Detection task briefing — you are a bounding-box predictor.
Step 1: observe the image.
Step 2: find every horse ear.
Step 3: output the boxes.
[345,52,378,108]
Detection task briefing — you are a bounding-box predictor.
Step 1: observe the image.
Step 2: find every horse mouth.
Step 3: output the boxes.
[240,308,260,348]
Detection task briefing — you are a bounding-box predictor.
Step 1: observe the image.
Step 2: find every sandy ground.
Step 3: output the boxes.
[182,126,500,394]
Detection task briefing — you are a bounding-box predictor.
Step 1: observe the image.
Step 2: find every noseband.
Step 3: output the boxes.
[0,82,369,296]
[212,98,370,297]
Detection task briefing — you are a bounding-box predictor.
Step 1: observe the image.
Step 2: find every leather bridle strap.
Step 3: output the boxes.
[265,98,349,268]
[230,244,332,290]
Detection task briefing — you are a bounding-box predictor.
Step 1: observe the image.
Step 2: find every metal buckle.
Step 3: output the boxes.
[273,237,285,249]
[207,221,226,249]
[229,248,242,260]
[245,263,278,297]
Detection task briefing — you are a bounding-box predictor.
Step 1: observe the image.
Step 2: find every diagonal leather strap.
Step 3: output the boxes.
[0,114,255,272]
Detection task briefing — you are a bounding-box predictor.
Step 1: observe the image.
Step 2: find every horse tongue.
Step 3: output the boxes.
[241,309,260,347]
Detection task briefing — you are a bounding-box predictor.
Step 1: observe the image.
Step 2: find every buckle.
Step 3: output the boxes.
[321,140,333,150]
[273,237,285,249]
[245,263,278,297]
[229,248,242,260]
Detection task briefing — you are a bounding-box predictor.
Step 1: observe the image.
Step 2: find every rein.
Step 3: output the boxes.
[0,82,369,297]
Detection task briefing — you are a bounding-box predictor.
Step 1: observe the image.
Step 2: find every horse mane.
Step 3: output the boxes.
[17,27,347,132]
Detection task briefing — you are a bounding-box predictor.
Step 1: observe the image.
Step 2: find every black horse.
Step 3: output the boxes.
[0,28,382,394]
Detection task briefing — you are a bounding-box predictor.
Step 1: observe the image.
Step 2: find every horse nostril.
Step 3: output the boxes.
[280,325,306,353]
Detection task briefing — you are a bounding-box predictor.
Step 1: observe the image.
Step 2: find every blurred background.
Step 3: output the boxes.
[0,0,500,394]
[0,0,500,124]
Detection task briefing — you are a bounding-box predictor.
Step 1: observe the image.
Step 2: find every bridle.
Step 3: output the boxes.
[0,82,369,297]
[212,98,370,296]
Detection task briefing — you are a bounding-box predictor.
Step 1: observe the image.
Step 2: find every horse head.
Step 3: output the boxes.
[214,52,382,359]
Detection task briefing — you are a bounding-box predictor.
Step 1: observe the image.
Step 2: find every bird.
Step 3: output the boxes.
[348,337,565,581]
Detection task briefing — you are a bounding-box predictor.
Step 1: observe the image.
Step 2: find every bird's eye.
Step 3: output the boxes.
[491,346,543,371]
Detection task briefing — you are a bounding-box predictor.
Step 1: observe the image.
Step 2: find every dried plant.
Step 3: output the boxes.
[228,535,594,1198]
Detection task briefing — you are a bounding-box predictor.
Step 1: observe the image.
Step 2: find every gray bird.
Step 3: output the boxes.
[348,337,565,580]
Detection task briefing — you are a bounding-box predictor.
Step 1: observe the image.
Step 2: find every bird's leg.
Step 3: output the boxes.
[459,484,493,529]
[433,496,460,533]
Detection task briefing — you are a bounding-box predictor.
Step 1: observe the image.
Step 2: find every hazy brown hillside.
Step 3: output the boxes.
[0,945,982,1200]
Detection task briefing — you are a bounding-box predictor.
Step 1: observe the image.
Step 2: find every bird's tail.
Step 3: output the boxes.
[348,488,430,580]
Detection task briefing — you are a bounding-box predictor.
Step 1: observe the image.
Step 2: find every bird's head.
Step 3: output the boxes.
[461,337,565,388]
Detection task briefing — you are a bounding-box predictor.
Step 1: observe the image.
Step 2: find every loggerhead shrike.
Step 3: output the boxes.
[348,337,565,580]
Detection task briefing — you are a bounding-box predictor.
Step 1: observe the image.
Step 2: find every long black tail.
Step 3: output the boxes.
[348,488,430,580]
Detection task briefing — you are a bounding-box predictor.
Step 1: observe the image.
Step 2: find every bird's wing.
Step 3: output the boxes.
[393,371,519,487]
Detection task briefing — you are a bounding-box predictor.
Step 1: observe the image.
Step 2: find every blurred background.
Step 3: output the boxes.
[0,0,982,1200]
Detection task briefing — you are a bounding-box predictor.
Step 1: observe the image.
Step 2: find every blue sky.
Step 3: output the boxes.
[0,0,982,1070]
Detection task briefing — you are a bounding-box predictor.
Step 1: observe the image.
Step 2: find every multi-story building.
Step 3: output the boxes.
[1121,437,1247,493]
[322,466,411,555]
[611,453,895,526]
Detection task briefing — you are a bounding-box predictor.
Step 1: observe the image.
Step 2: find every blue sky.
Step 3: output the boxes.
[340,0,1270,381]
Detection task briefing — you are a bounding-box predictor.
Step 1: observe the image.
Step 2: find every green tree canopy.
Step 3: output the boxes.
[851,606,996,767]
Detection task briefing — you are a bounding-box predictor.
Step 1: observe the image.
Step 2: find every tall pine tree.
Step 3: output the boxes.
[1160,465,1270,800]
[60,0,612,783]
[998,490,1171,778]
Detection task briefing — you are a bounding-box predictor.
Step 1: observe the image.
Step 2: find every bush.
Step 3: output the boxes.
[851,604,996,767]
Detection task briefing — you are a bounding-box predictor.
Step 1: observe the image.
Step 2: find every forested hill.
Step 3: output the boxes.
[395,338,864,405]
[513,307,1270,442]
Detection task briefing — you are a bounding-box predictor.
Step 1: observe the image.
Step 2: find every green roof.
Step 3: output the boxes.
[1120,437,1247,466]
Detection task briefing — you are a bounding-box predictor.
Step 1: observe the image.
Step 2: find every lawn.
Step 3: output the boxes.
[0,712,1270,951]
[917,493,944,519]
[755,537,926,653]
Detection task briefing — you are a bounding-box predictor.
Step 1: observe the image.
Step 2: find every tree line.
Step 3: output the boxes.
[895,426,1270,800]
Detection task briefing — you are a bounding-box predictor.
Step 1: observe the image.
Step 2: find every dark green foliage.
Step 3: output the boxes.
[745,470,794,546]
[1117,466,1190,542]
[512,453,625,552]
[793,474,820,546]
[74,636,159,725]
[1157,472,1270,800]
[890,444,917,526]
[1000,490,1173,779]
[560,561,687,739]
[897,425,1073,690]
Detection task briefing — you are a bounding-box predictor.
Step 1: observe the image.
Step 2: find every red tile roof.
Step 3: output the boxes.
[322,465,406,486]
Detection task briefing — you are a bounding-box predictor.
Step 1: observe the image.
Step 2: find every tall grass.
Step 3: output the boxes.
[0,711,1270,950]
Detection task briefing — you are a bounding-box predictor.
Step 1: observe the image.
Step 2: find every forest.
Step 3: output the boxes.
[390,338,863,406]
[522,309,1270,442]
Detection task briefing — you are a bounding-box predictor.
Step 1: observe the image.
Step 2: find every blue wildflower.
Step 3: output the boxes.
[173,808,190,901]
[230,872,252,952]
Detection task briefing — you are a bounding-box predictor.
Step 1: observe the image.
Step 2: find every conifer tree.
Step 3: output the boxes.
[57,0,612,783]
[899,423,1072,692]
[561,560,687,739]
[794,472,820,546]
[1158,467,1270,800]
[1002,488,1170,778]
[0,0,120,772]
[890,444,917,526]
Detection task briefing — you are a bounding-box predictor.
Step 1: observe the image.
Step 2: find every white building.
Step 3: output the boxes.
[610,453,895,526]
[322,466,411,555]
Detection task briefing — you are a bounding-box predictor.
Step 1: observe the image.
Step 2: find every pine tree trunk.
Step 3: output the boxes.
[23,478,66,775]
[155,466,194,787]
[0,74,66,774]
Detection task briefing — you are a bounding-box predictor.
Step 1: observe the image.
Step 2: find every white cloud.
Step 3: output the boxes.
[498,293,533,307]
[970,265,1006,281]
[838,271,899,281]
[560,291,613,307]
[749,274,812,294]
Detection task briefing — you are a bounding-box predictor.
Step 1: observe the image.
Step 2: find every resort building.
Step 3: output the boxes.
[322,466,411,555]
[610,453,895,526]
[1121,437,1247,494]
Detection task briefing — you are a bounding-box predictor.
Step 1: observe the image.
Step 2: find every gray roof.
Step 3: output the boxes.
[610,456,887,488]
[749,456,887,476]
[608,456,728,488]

*****

**REQUIREMENT:**
Locate each line in the records that contains the string "white" and copy those lines out. Treat uppercase and lowercase as different.

**OUTPUT FOR THIS TASK:**
Step 2: find every white building.
Step 2: find every white cloud.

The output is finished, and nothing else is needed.